(Trecho fornecido)
Uma prova de que esse tipo de atitude responde aos anseios dos eleitores pode ser encontrada no que ocorreu com a deputada Carla Zambelli (PL-SP), que mandou um colega tomar no ** durante audiência mês passado. Obrigada a pagar multas em diversos processos por danos morais, ela promoveu uma vaquinha nas últimas semanas para arcar com suas obrigações legais. Pedia 54 mil reais, mas anunciou ter recebido mais de 168 mil reais de seus apoiadores, que enxergam virtudes naquilo que a Justiça brasileira condena.

Nada é mais eloquente do que o relatório em que o deputado Diego Garcia (Republicanos-PR) sugeriu apenas uma censura escrita a Daniel Silveira, em um de seus nove processos por quebra de decoro. O parlamentar destacou que o famigerado episódio em que seu ex-colega de Câmara quebrou uma placa em homenagem à falecida vereadora Marielle Franco ocorreu antes do início de seu mandato. O fato não poderia, portanto, ser levado em consideração no julgamento de sua conduta como deputado. Garcia arrematou: “O fato foi amplamente noticiado à época e era do conhecimento do público eleitor, o qual, sendo o único censor que, caso quisesse, poderia impor alguma reprovação ao então candidato Daniel Silveira, terminou por sagrá-lo digno para o desempenho do mandato parlamentar nesta Casa”.

Pode ser que o Conselho de Ética casse, algum dia, o mandato de um parlamentar que não se comportar bem, mas é o eleitor, em última instância, que define quem merece representá-lo no Parlamento. No picadeiro de Brasília, a política cede espaço ao entretenimento.

(Exercício curto a) Troque "blonde mane" por "light mane" nas linhas da listagem que vão do início dela até a linha com "[78, 44, 295, 104]", inclusive, sem alterar mais nada. Deixe as imagens fora da resposta.
O trecho e a listagem têm origens distintas.

(Listagem fornecida)
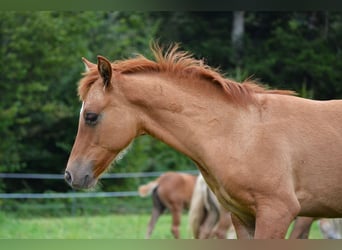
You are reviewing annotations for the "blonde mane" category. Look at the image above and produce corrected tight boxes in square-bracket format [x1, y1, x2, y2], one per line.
[78, 44, 295, 104]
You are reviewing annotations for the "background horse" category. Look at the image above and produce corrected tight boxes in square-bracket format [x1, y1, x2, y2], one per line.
[189, 174, 320, 239]
[65, 43, 342, 239]
[319, 218, 342, 239]
[138, 172, 197, 239]
[189, 174, 232, 239]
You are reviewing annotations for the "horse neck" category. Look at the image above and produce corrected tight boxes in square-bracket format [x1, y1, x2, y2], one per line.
[123, 74, 248, 159]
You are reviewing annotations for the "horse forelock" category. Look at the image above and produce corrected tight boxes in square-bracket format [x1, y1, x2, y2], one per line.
[78, 44, 296, 104]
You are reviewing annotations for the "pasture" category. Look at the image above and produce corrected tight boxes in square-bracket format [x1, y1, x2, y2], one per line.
[0, 213, 322, 239]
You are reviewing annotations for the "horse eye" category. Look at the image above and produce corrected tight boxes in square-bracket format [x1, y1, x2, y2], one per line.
[84, 112, 99, 125]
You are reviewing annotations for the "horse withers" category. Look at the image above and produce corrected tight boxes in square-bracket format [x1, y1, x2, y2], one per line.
[65, 43, 342, 239]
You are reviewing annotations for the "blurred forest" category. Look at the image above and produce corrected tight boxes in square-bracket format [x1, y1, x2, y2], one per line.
[0, 11, 342, 192]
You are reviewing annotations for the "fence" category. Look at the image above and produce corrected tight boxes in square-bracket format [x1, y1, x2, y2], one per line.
[0, 170, 198, 215]
[0, 170, 198, 199]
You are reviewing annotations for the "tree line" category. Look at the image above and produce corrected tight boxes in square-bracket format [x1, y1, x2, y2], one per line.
[0, 11, 342, 192]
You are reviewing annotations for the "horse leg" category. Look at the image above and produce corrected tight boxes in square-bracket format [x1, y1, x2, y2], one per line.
[146, 188, 166, 239]
[289, 217, 315, 239]
[231, 213, 255, 239]
[199, 210, 218, 239]
[170, 205, 182, 239]
[214, 211, 232, 239]
[146, 207, 162, 239]
[254, 200, 300, 239]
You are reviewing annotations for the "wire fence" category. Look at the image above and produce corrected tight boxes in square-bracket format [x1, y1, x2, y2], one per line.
[0, 170, 198, 199]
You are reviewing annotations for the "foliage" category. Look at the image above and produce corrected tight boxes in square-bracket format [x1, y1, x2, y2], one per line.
[0, 11, 342, 192]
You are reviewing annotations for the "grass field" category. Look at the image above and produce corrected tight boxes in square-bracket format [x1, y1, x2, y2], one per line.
[0, 213, 322, 239]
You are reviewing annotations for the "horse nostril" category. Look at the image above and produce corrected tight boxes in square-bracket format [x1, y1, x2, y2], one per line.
[64, 171, 72, 184]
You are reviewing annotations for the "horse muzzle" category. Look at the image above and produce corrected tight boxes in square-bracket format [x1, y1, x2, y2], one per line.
[64, 160, 97, 189]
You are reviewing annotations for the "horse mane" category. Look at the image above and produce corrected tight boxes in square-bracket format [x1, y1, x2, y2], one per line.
[78, 43, 296, 104]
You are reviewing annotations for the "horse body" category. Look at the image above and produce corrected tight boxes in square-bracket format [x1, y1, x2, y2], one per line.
[139, 172, 197, 239]
[66, 44, 342, 238]
[189, 174, 232, 239]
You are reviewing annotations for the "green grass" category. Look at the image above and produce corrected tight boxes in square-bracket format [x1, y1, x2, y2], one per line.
[0, 213, 322, 239]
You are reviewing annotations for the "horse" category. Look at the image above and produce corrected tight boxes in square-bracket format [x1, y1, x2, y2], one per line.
[138, 172, 197, 239]
[189, 174, 314, 239]
[319, 218, 342, 239]
[64, 43, 342, 239]
[189, 174, 232, 239]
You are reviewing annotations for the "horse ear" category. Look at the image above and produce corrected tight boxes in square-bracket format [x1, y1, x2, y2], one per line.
[97, 56, 112, 87]
[82, 57, 96, 71]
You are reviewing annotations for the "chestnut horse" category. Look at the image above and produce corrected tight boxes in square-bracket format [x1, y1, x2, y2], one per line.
[189, 174, 232, 239]
[138, 172, 197, 239]
[189, 174, 314, 239]
[65, 45, 342, 239]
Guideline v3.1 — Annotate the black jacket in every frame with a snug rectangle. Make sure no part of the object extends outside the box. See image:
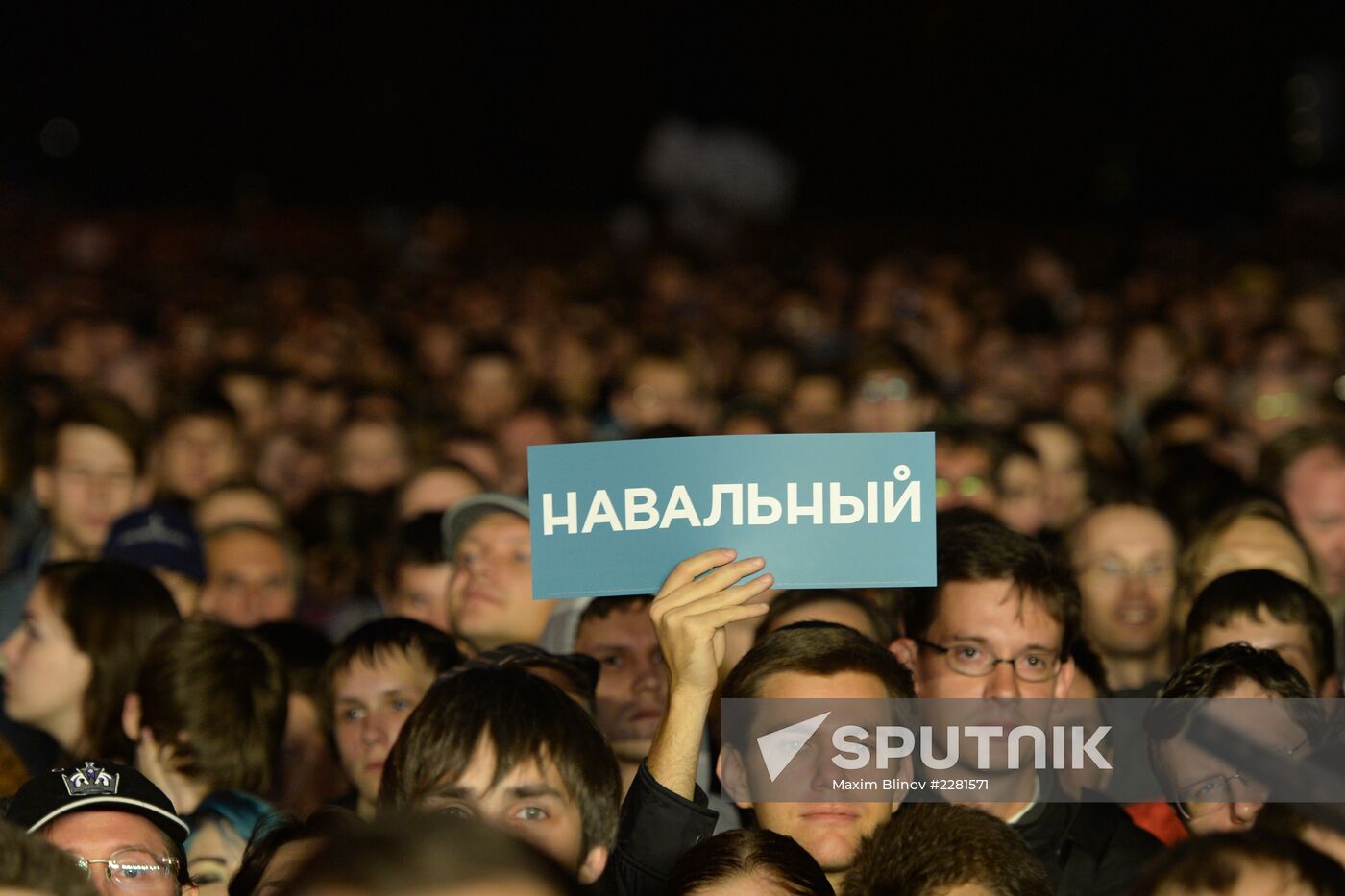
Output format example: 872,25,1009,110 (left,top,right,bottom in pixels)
592,763,720,896
1013,802,1163,896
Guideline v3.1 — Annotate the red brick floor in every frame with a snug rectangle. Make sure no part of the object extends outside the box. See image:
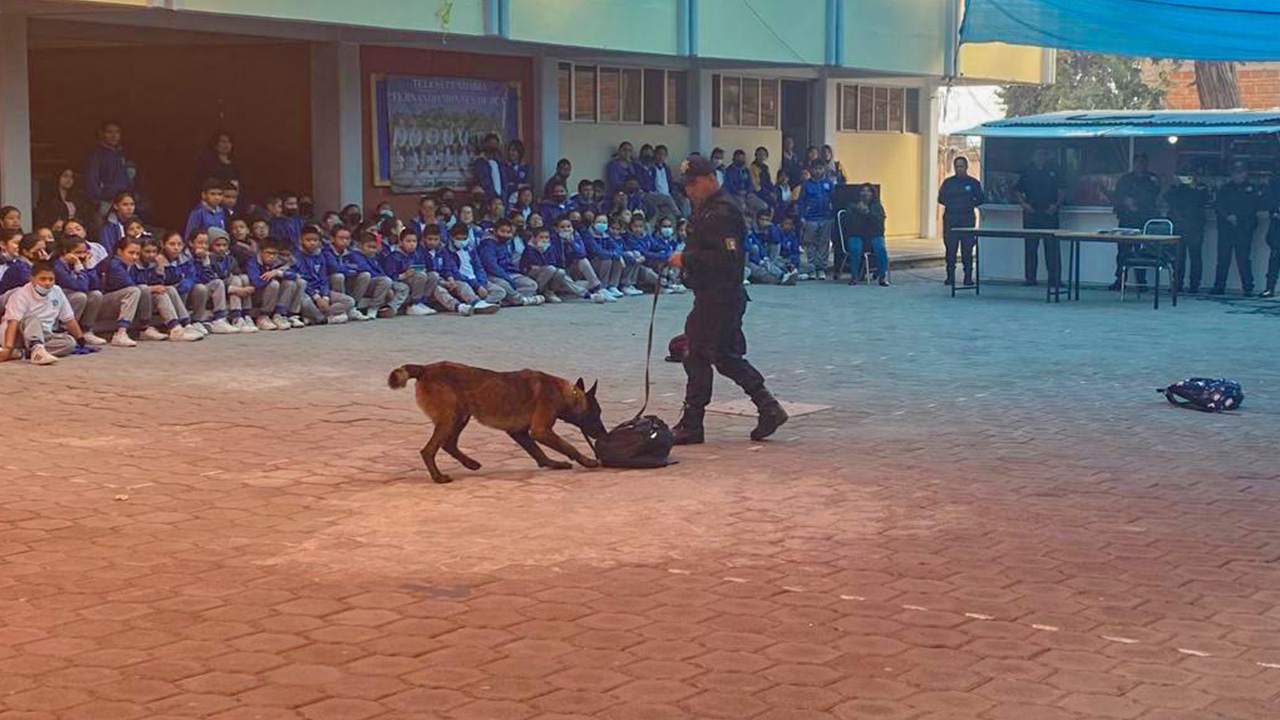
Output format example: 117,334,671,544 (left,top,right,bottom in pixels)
0,273,1280,720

(Exercício curto b) Segundo o trecho, quanto a deputada Carla Zambelli anunciou ter recebido de seus apoiadores na vaquinha?

(Resposta final a)
You are reviewing annotations for the "light mane" category. Look at the image above and produce corrected tight boxes in square-bracket format [x1, y1, x2, y2], one per line.
[78, 44, 295, 104]

(Resposta final b) Mais de 168 mil reais.